→ Stated task
Reproduce every one of the following rows verbatim, leaving out the pictures.

→ Given data
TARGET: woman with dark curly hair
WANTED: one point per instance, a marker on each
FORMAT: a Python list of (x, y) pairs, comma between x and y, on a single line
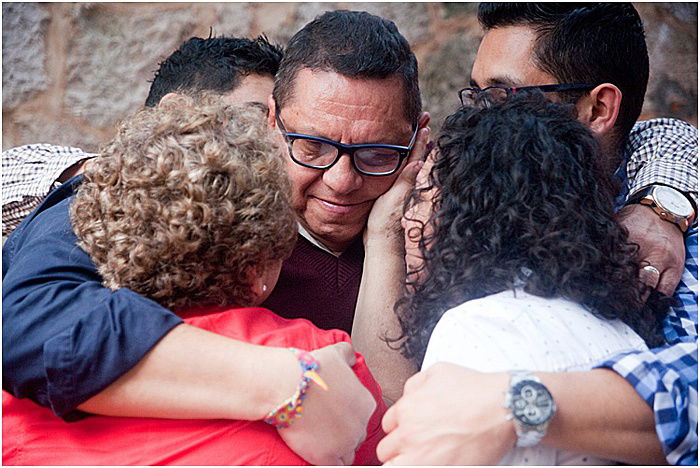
[(515, 259), (188, 205)]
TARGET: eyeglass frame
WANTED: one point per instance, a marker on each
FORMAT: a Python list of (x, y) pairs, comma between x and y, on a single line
[(342, 148), (512, 90)]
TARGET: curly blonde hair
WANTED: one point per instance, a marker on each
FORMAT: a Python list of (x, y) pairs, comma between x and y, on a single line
[(186, 204)]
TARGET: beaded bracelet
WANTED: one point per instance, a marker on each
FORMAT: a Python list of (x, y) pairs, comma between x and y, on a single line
[(290, 410)]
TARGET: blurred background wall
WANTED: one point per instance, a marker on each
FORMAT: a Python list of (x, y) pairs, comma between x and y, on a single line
[(70, 71)]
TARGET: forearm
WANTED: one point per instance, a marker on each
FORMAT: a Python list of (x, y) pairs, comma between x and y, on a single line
[(382, 280), (599, 413), (193, 373)]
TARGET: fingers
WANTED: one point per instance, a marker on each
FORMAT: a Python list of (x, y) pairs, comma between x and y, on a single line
[(650, 276), (665, 282), (388, 447), (669, 281)]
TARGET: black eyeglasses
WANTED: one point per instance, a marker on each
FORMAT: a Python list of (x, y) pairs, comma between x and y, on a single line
[(368, 158), (472, 96)]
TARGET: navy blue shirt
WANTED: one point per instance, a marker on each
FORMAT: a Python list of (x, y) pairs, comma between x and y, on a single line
[(57, 316)]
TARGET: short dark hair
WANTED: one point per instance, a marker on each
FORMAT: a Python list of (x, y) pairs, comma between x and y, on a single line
[(355, 44), (585, 43), (521, 197), (214, 64)]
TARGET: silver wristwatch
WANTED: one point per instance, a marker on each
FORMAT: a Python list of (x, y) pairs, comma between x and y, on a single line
[(531, 407), (670, 204)]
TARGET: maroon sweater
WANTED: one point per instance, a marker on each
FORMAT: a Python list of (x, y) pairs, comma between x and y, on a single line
[(318, 286)]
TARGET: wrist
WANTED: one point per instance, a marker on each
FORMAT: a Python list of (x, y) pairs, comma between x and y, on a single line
[(277, 383), (531, 407)]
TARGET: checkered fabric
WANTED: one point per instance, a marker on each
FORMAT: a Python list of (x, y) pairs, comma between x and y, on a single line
[(663, 151), (667, 377), (29, 173)]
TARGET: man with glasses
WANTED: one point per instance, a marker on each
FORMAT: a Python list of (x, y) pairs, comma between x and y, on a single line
[(347, 97), (640, 407)]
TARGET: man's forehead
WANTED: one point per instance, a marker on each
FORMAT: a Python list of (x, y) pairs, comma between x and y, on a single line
[(373, 102), (252, 88), (505, 58)]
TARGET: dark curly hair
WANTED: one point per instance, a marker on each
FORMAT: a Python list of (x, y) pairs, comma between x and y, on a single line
[(518, 195)]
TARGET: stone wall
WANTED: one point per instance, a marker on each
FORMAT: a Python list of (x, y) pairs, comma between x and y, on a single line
[(71, 70)]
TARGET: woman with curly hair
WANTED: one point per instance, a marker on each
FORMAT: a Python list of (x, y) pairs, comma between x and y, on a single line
[(514, 256), (189, 206)]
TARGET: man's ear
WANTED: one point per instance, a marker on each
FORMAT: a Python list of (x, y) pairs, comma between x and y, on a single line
[(423, 119), (272, 112), (599, 109), (172, 97)]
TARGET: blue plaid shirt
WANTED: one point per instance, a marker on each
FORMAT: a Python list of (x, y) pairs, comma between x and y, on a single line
[(667, 377)]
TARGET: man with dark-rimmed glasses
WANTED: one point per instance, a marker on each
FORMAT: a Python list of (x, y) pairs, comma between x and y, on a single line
[(594, 57)]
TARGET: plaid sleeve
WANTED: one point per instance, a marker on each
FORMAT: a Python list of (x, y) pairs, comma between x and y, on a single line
[(663, 151), (29, 173), (667, 377)]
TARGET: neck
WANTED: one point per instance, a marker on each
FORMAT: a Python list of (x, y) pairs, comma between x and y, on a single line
[(333, 248)]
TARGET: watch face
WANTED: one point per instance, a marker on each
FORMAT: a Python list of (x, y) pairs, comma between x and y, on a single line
[(532, 403), (673, 201)]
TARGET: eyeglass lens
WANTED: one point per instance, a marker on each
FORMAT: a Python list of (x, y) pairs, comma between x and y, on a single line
[(474, 96), (319, 154)]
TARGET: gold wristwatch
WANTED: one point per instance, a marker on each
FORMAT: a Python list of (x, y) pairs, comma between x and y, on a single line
[(670, 204)]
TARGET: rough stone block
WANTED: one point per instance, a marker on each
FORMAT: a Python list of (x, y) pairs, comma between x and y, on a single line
[(113, 57), (444, 72), (37, 128), (234, 20), (23, 52), (412, 19)]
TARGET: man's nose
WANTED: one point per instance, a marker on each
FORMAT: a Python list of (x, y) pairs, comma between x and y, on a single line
[(342, 177)]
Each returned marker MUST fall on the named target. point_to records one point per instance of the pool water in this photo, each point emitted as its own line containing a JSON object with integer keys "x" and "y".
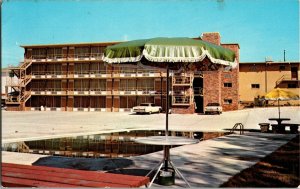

→ Answer to the task
TARGET: woman with dark curly hair
WANTED: one point per instance, a marker on each
FORMAT: a Python list of (x, y) pairs, comma between x and y, on a single line
[(515, 259), (188, 205)]
TARGET: eyeglass frame
WANTED: one point per instance, a marker on each
FORMAT: a Python list of (x, y) pairs, comma between x and y, on a single line
[(342, 148), (512, 90)]
TARGET: curly blonde hair
WANTED: one point per instance, a marker on each
FORMAT: a Python list of (x, y) pairs, comma between x and y, on a single line
[(186, 204)]
TARGET: beaded bracelet
WANTED: one point per instance, a marker on each
FORMAT: a Python list of (x, y) pairs, comma between x and y, on a single line
[(290, 410)]
TARGET: blurred background wall
WANTED: one point per instance, a marker on each
FORMAT: a Python list of (x, y) pairs, comma between x and y, on a single line
[(70, 71)]
TARGET: forearm
WANTED: one point per instance, a marker on each
FORMAT: a Python list of (x, y) pairs, comma between x and y, on a single line
[(382, 280), (599, 413), (193, 373)]
TARGET: fingers
WANTED: one point per instance, a marker on each
FORMAT: a Python list of (x, y) pairs, comma between x and y, on a single line
[(650, 276), (665, 282), (388, 447), (669, 281)]
TARGET: black eyeglasses
WANTED: one point per instance, a marker on each
FORMAT: a Python list of (x, y) pairs, comma between x and y, on a single line
[(368, 158), (472, 96)]
TARGET: navy blue shirt
WANTED: one point per instance, a marker on each
FORMAT: a Python list of (x, y) pairs, comma between x and y, on a single line
[(57, 316)]
TARGET: short dark hair
WANTED: one point per instance, a marker on each
FORMAT: a Python list of (x, y) pairs, comma between x and y, on a single line
[(355, 44), (585, 43), (521, 197), (214, 64)]
TARGET: silver wristwatch
WANTED: one point per instance, a marker on each
FORMAT: a Python list of (x, y) pairs, comma between x and y, on a single line
[(531, 407), (670, 204)]
TARGET: maroon sweater
WANTED: one point per instance, a marker on each
FORMAT: a Python list of (x, y) pairs, comma between x and y, on a single line
[(318, 286)]
TARGET: wrist
WANTED: one point per instance, a marker on each
FORMAT: a Python list of (x, y) pairs, comma between x and y, on a single line
[(277, 383), (531, 407)]
TARGET: checkered fabric
WANTED: one point per instance, a marker on each
FORMAT: a Python list of (x, y) pairs, comma between x and y, on a single line
[(663, 151), (667, 377), (29, 173)]
TARGET: man with glasses
WANTED: one point per instance, a marker on each
FORMAT: a Python list of (x, y) pairs, comma between x and y, on a single line
[(347, 97), (640, 407)]
TARGET: man's forehead
WANTED: one point per instance, a marker on each
FORMAT: a Python list of (x, y) pairs, comma between x and y, on a single line
[(373, 102), (252, 88), (505, 58)]
TARGET: dark curly hair
WANTED: one point per instance, a marker on each
FORMAT: a Python list of (x, y) pairs, comma between x and y, on a single line
[(518, 195)]
TARGET: stone wall
WANTED: one point per instance, a marker on each
FORMAT: a Python list of (x, y) pairs, comma between x and y, on a single line
[(71, 70)]
TARGET: woman with curly hair
WANTED: one point per instance, a marker on each
FORMAT: a Python list of (x, y) pairs, comma between x and y, on a single line
[(514, 256), (189, 206)]
TARGET: man's ear
WANTED: one point per instance, a marker on each
FORMAT: a Python list of (x, y) pairs, comma between x and y, on a single line
[(423, 119), (272, 112), (599, 109), (172, 97)]
TARGET: blue plaid shirt
WANTED: one point per instance, a marker on each
FORMAT: a Python list of (x, y) pairs, comma between x and y, on a single line
[(667, 377)]
TARGET: man with dark-rimmed glasses
WANTED: one point per instance, a marker on each
FORMAT: a Python list of (x, y) pairs, comma between x and y, on a single line
[(594, 57)]
TARGET: plaid sleeve
WANTED: one point per instance, a marker on each
FORMAT: a Python list of (x, y) pairs, comma between x and y, on a single line
[(663, 151), (29, 173), (667, 377)]
TARGET: neck
WANTED: one point per instance, a marker on each
FORMAT: a Python list of (x, y) pairs, comma between x and y, on a single line
[(333, 248)]
TARGET: watch face
WANTED: one point per instance, a marker on each
FORMAT: a Python list of (x, y) pairs, comma between x and y, on a single line
[(532, 403), (673, 201)]
TARGET: eyeglass lens
WANTED: one point per instance, a marker on each
FORMAT: a Python list of (x, y) pairs, comma between x and y, on a single line
[(474, 96), (319, 154)]
TARGET: gold wristwatch
WANTED: one point per instance, a marker on each
FORMAT: a Python list of (x, y) pairs, comma between x and y, on a single line
[(670, 204)]
TARGET: rough stone block
WANTED: one point per instance, a marker on each
FORMAT: a Python list of (x, y) pairs, comma between x and y, on a single line
[(113, 57), (444, 72), (37, 128), (234, 20), (23, 52), (412, 19)]
TARGET: man's nose
WANTED: one point per instance, a marker on each
FORMAT: a Python list of (x, y) pairs, comma between x and y, on a single line
[(342, 177)]
Each returned marker MUST fall on the named target. point_to records one point per instance of the pool water in this photo, each point emitted as its own line containing a JSON object with integer keys "x" and "y".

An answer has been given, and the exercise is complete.